PROBLEM REQUIREMENTS:
Reproduce exactly, with no other output, every line of the data below from the line containing "Where can the baby's face" to the end, inclusive.

==============================

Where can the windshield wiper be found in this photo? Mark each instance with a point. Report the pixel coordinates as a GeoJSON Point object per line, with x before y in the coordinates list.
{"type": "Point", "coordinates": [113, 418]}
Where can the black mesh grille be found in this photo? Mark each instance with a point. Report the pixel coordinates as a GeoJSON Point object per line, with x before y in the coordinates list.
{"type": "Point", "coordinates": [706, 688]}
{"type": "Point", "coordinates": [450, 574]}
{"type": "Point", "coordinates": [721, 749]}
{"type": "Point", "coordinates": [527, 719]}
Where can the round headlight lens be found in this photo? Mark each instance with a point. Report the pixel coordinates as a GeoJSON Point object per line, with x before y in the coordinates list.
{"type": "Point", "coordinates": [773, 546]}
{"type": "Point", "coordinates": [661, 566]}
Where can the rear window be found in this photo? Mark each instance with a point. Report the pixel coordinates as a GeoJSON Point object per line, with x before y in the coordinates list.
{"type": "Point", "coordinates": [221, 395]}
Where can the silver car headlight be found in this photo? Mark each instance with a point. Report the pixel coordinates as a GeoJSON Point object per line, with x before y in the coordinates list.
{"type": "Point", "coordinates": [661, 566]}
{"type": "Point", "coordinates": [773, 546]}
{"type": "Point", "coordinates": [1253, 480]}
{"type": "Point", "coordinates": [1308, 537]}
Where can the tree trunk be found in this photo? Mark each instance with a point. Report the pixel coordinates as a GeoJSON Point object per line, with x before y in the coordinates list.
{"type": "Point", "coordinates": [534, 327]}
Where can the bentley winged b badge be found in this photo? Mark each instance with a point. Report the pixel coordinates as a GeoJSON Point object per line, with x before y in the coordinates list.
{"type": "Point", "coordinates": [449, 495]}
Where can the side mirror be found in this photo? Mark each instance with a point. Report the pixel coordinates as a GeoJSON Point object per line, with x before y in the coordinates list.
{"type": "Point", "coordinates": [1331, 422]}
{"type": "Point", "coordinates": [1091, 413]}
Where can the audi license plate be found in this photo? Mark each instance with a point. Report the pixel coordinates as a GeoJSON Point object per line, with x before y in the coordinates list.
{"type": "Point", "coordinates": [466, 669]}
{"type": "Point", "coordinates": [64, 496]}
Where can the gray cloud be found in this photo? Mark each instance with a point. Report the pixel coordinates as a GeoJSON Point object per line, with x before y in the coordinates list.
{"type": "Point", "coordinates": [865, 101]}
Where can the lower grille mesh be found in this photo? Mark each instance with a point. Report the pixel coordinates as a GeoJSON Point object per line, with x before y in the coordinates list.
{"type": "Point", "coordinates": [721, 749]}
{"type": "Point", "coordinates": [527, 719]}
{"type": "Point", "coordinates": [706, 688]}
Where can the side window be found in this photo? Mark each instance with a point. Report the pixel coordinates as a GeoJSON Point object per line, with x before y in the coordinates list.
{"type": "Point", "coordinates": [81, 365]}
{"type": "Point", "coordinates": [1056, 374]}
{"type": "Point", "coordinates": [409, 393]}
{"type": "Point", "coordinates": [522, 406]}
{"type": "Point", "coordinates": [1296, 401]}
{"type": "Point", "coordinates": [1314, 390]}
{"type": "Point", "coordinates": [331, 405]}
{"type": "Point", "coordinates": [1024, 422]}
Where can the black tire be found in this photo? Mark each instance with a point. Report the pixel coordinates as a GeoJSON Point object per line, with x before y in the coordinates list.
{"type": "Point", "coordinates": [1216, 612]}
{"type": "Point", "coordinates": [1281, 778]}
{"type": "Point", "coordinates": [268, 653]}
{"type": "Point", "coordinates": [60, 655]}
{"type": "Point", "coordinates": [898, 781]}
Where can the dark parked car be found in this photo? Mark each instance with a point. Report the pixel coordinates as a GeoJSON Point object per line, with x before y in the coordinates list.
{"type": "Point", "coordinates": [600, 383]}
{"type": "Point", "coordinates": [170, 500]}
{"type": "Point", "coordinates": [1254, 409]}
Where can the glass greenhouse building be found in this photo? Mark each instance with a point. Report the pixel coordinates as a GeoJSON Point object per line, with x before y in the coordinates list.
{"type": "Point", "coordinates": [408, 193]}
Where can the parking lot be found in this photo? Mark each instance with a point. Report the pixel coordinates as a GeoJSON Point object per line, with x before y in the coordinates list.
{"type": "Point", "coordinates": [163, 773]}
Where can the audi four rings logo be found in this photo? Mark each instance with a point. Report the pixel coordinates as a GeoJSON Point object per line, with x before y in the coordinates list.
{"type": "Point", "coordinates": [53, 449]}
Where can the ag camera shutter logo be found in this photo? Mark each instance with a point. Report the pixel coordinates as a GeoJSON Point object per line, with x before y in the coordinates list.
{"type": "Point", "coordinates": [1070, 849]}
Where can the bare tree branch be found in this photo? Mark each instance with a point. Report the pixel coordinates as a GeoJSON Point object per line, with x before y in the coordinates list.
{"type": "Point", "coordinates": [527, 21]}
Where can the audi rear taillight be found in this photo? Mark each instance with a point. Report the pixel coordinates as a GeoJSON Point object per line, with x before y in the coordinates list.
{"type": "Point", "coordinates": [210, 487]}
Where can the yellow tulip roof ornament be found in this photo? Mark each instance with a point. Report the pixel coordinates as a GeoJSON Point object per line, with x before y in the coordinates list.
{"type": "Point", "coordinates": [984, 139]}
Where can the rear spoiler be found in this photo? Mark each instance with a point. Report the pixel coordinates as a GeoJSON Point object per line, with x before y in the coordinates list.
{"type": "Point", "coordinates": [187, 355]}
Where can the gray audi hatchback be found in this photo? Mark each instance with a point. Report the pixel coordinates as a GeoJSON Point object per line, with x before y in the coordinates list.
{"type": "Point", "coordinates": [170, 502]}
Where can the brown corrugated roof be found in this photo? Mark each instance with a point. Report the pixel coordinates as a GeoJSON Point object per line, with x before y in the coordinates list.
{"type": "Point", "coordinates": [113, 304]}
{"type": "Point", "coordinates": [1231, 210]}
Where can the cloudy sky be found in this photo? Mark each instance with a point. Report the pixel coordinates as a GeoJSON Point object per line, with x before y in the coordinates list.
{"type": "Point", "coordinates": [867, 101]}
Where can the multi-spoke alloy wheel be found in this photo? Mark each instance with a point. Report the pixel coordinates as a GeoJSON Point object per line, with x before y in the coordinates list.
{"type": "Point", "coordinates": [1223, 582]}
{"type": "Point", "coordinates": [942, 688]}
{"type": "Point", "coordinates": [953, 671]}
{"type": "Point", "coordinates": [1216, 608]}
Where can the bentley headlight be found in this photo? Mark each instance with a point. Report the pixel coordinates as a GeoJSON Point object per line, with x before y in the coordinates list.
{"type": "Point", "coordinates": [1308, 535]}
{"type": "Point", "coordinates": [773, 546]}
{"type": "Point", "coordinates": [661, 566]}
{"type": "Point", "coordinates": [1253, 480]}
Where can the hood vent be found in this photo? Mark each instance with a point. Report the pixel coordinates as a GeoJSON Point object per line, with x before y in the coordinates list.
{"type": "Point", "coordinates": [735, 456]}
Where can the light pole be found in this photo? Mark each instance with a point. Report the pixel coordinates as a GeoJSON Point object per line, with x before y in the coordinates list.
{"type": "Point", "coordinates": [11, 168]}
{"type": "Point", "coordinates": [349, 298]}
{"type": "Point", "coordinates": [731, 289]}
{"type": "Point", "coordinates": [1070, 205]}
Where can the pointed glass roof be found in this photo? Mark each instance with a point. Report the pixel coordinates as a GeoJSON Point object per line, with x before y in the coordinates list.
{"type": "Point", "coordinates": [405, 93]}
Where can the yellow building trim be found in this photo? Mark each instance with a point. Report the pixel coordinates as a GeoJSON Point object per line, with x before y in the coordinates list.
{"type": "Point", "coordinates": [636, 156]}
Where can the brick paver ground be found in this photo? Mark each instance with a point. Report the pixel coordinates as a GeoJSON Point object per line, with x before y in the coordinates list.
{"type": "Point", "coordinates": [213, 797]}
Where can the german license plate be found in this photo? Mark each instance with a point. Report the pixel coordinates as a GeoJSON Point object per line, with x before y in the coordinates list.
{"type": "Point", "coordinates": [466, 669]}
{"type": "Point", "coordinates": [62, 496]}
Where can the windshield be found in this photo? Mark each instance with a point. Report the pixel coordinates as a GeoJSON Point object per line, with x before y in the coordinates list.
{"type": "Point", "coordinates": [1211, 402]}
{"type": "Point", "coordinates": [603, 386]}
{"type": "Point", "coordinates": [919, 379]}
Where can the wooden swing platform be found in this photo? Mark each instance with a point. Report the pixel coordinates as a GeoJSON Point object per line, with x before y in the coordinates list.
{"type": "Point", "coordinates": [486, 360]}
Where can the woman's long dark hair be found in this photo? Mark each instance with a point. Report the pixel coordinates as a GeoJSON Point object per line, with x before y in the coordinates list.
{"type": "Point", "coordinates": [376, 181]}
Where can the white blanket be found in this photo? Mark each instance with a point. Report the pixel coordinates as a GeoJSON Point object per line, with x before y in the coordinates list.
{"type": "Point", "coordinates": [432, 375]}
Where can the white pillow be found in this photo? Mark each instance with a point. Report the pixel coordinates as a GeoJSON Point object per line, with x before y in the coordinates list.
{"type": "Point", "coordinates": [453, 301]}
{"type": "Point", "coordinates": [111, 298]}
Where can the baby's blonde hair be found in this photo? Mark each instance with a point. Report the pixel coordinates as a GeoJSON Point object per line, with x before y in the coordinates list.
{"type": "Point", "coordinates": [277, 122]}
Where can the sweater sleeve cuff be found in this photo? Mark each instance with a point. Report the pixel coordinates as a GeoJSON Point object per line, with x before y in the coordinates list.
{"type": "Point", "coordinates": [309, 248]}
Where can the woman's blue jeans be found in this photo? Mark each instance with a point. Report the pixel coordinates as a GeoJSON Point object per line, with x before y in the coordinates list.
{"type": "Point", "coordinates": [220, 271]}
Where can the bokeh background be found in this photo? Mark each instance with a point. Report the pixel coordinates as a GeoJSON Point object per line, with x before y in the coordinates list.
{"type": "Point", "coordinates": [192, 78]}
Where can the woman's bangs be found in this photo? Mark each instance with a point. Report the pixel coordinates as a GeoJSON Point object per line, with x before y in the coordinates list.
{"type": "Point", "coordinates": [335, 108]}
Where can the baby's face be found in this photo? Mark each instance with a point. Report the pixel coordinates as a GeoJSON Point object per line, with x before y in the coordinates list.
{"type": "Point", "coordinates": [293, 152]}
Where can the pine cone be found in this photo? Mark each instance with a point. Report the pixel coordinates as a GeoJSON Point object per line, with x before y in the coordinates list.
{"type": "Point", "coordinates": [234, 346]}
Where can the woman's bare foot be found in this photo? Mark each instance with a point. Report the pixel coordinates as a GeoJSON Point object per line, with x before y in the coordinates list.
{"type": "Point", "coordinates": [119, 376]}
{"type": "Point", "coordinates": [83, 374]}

==============================

WRITTEN REPLY:
Where can the baby's face be found in this photo? Mark each instance with a point. Report the pixel coordinates as a GeoJSON Point object per line, with x before y in the coordinates list.
{"type": "Point", "coordinates": [293, 152]}
Where can the pine cone be found in this photo? Mark each instance with a point. Report the pixel coordinates as a GeoJSON Point object per line, with x before y in the coordinates list.
{"type": "Point", "coordinates": [234, 346]}
Where can the woman's bare foot be found in this photo? Mark each instance with a point. Report the pixel coordinates as a GeoJSON Point object per line, with x before y in the coordinates list.
{"type": "Point", "coordinates": [119, 376]}
{"type": "Point", "coordinates": [83, 374]}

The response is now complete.